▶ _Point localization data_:
━━━━━━━━━━━━━━━━━━━━
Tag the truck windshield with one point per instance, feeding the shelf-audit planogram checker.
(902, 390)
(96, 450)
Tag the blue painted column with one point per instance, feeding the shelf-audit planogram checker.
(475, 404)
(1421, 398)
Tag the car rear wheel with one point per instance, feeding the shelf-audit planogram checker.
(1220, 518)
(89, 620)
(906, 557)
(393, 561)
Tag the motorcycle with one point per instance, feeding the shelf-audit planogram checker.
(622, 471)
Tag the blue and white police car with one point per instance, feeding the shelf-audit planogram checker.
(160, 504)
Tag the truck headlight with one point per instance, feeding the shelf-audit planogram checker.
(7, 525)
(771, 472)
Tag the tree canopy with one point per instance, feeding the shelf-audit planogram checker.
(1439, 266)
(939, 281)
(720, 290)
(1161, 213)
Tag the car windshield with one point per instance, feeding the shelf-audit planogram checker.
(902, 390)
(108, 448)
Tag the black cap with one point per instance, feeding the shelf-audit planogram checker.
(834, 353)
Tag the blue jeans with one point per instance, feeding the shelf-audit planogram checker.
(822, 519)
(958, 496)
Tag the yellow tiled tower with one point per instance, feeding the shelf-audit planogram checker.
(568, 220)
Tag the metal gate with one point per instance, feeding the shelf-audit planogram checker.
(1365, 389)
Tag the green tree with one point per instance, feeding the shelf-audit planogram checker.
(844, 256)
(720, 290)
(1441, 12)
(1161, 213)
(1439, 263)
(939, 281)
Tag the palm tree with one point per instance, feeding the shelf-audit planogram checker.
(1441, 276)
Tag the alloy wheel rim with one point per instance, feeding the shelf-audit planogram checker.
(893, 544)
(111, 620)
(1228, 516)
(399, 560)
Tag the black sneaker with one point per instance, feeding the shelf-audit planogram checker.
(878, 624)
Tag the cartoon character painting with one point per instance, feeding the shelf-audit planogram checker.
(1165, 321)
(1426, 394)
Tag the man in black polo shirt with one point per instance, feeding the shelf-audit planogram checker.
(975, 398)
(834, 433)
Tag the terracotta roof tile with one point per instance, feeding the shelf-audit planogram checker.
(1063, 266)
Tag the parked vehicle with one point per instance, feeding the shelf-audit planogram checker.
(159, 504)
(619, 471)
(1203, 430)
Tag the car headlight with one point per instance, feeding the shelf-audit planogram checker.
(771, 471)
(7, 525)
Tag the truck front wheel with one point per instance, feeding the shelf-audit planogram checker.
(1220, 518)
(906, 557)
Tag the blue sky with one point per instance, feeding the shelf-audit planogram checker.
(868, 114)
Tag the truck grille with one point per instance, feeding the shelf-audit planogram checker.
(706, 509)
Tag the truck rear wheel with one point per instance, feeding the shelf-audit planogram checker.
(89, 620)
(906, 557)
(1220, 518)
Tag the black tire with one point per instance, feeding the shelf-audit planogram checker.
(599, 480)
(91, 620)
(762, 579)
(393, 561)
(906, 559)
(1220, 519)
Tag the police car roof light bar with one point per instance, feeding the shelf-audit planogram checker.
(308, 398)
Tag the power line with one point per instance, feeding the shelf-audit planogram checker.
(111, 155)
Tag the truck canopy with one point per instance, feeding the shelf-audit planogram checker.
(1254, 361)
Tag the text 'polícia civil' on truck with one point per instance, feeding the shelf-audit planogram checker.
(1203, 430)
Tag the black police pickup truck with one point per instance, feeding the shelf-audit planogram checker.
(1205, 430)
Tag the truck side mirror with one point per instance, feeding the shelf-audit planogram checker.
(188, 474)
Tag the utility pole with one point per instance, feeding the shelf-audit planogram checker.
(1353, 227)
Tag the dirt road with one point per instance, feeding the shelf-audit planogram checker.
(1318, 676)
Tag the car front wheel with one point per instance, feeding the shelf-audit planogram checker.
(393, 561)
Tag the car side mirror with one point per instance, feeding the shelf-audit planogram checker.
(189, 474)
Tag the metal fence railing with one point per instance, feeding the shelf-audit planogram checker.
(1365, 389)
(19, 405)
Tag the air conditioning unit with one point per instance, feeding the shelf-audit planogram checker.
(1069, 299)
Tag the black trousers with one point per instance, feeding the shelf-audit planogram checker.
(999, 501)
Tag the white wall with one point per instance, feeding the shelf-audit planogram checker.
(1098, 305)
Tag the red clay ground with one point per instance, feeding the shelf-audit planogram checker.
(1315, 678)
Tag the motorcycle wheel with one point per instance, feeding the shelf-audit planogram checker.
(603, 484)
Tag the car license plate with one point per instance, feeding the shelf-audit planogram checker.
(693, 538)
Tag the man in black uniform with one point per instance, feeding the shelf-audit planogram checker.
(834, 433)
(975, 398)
━━━━━━━━━━━━━━━━━━━━
Would you please restate all of the entries exactly?

Tag the truck windshield with one point per instance, feeding the shelf-audit planogram checker.
(902, 390)
(96, 450)
Tag the blue painted column with one point per instance, feeding the shelf-audit planogram checker.
(475, 404)
(1421, 398)
Tag the car rear wheel with one point per instance, feeding the shelf-audit planogram checker.
(1220, 518)
(89, 620)
(906, 557)
(393, 561)
Tag the motorcycle with one point per instance, feeding the shelf-audit planogram checker.
(622, 471)
Tag the blue and white police car with one point per instance, feeding the shelf-audit planogram checker.
(160, 504)
Tag the truck headlight with one point per instance, feeding the shelf-audit planogram checker.
(7, 525)
(771, 472)
Tag the tree canopy with one point per instance, feeding the shelf-audit planogram checker.
(1439, 266)
(939, 281)
(720, 290)
(1161, 213)
Tag the car windshield with one point per instance, feeding the shelf-audit planogram checker.
(902, 390)
(108, 448)
Tag the black cap with one point per instance, feeding the shelf-audit planogram checker.
(834, 353)
Tag the blue jeans with one point per instance, feeding the shelf-audit planogram checker.
(822, 519)
(958, 496)
Tag the yellow tiled tower with one point per instance, feeding the shelf-audit planogram checker.
(568, 220)
Tag the metal gate with one point per instance, feeding the shelf-audit planogram checker.
(1365, 389)
Tag the green tree with one point per instance, feeding the shelf-audit planogram checker.
(844, 256)
(720, 290)
(1441, 12)
(1161, 213)
(1439, 263)
(939, 281)
Tag the palm tree with one point per instance, feeding the shelf-audit planogram checker.
(1441, 276)
Tag the alloy wheel rim with one point per instance, feeding the shelf-audit planogram checker.
(893, 544)
(111, 620)
(1228, 516)
(399, 560)
Tag the black sneaker with one point per instance, feeding the shelf-audit planogram checker.
(878, 624)
Tag the cartoon character painting with one point per instance, feeding the shelf-audit planogram checker.
(1165, 321)
(1426, 394)
Tag the man in black polo shirt with one point per instance, feeding the shelf-audit planogram checker.
(975, 398)
(834, 433)
Tag the terracotta roof tile with one point per instance, feeding the shelf-audit planogram checker.
(1063, 266)
Tag the parked vehicle with one point per instance, feeding the shelf-audit planogram checker.
(159, 504)
(619, 471)
(1203, 430)
Tag the car headlight with one point per instance, feeding the shelf-audit planogram checker.
(771, 471)
(7, 525)
Tag the truck front wheel with one point per instance, feeding the shelf-audit planogram checker.
(1220, 518)
(906, 557)
Tag the blue sky with one point per instance, feeding the shelf-audit planogram checker.
(868, 114)
Tag the truck grille with one point per instance, feeding the shelf-audit planogram checker.
(706, 509)
Tag the truck rear wheel with one point per instance, feeding the shelf-audit planogram checker.
(89, 620)
(906, 557)
(1220, 518)
Tag the black tire with one point per instance, feeding the shelf-audit planogram checker.
(599, 480)
(91, 620)
(762, 579)
(393, 561)
(906, 559)
(1220, 519)
Tag the police car roof light bar with one point per instance, feeding the shelf-audit planogram checker.
(308, 398)
Tag the power line with one point per instance, feeding the shelf-audit planogram checker.
(111, 155)
Tag the truck canopy with one point per instance, feeding the shelf-audit planogram checker.
(1254, 361)
Tag the text 'polícia civil' on truck with one point per instance, feeding the shelf-audit planogram checker.
(1203, 430)
Tag the black police pickup truck with one point per instance, feeding the shelf-audit planogram checker.
(1205, 430)
Tag the truck side mirror with one point per instance, feeding the shelf-audit planogram checker.
(188, 474)
Tag the utility pole with one point per instance, feeding the shelf-audit planogram checker.
(1353, 227)
Tag the dirt road with one point per instance, feeding the shelf-audit planogram checker.
(1318, 676)
Tag the car front wheel with one point per instance, feeding the shelf-audit planogram checker.
(393, 561)
Tag the car side mirror with one point per instance, feeding the shelf-audit planogram checker.
(189, 474)
Tag the metal fence railing with one point per instance, feeding the shelf-audit planogram checker.
(1365, 389)
(19, 405)
Tag the air conditioning unit with one point per instance, feeding the shelf-audit planogram checker.
(1069, 299)
Tag the black trousers with one point per instance, feeding the shelf-audit planogram checker.
(999, 501)
Tag the white wall with one point per instance, feeding the shelf-audit planogram checker.
(1098, 305)
Tag the red clay ground with one point per instance, feeding the shelf-audit planogram checker.
(1315, 678)
Tag the motorcycle wheel with one point per instance, feeding the shelf-audit planogram checker.
(603, 484)
Tag the car license plate with one point per instance, feeding the shelf-audit planogram checker.
(693, 538)
Tag the man in black uniform with one point per instance, feeding the shelf-audit planogram checker.
(834, 433)
(975, 398)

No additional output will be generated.